What needs to be done ->
Can you reproduce only the records beginning at the line that has "# segment the sandy riverbank" and stopping after the line that has "85], [161, 85]]]", with every coordinate in the answer outlines increased by 20 and all other lines left as they are?
---------------
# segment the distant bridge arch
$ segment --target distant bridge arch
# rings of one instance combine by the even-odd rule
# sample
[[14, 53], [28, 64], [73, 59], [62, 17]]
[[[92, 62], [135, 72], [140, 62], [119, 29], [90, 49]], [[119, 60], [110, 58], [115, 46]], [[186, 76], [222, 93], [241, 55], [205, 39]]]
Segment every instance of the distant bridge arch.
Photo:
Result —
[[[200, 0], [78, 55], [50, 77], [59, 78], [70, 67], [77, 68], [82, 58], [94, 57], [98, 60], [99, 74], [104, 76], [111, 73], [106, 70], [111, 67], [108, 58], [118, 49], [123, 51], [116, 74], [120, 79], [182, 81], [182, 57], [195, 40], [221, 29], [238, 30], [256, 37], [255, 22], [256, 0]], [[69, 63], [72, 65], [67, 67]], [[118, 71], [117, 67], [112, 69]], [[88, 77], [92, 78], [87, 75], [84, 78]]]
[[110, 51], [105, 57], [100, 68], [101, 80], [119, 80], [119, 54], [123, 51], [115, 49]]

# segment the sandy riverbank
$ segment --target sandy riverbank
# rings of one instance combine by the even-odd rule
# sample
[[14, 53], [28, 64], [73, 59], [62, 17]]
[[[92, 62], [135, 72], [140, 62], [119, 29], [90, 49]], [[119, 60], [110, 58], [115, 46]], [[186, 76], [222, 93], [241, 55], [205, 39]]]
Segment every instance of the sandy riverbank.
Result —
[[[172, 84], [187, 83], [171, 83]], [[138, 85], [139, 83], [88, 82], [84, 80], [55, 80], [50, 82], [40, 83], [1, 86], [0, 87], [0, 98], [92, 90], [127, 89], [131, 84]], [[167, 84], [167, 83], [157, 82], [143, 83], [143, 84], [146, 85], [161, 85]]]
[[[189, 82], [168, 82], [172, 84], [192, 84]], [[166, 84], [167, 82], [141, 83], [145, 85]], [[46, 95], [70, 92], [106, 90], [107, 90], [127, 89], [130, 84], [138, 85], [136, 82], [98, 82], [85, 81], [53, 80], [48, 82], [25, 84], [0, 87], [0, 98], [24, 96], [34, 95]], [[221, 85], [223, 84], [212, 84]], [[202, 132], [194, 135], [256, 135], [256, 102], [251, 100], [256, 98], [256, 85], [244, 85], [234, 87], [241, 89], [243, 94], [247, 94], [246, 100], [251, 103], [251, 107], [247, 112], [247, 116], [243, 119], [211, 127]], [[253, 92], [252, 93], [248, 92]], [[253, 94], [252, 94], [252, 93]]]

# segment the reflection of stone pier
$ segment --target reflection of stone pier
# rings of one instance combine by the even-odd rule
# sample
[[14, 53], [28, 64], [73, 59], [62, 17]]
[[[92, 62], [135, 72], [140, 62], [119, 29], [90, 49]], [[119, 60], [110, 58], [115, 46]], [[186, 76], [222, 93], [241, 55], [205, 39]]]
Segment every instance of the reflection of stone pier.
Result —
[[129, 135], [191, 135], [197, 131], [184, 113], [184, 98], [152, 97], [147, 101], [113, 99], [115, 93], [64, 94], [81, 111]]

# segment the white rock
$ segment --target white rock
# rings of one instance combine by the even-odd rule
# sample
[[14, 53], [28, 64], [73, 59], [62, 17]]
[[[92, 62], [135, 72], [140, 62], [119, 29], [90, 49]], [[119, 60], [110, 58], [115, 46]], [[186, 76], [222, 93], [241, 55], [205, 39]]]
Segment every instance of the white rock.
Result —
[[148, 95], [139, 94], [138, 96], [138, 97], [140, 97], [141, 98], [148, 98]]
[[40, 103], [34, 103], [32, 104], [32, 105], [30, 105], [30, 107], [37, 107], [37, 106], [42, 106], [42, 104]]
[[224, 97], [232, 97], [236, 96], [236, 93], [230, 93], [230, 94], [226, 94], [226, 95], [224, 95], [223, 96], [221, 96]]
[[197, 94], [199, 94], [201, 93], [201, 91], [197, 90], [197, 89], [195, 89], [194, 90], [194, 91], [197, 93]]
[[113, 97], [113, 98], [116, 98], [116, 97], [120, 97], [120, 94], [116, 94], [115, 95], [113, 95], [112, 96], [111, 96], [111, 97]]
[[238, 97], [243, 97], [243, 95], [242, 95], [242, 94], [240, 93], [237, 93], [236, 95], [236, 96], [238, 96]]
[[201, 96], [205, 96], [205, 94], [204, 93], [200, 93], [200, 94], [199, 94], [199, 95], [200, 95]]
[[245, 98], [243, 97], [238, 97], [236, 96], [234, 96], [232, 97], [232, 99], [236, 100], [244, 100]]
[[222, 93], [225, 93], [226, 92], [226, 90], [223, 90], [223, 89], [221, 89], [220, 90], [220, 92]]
---------------
Response to this task ->
# segment the sandy riverbank
$ segment --target sandy riverbank
# rings of one instance combine by the even-odd rule
# sample
[[14, 53], [28, 64], [73, 59], [62, 17]]
[[[92, 62], [135, 72], [140, 62], [119, 29], [90, 49]], [[119, 60], [110, 58], [115, 46]], [[186, 76], [222, 93], [241, 55], [205, 39]]]
Segment every instance of the sandy riverbank.
Result —
[[[192, 104], [207, 103], [191, 103]], [[158, 105], [159, 103], [108, 102], [104, 100], [75, 100], [70, 102], [60, 103], [21, 106], [20, 107], [20, 118], [112, 110], [147, 109], [151, 104]], [[187, 104], [187, 103], [177, 102], [163, 103], [163, 104], [166, 105], [181, 105]]]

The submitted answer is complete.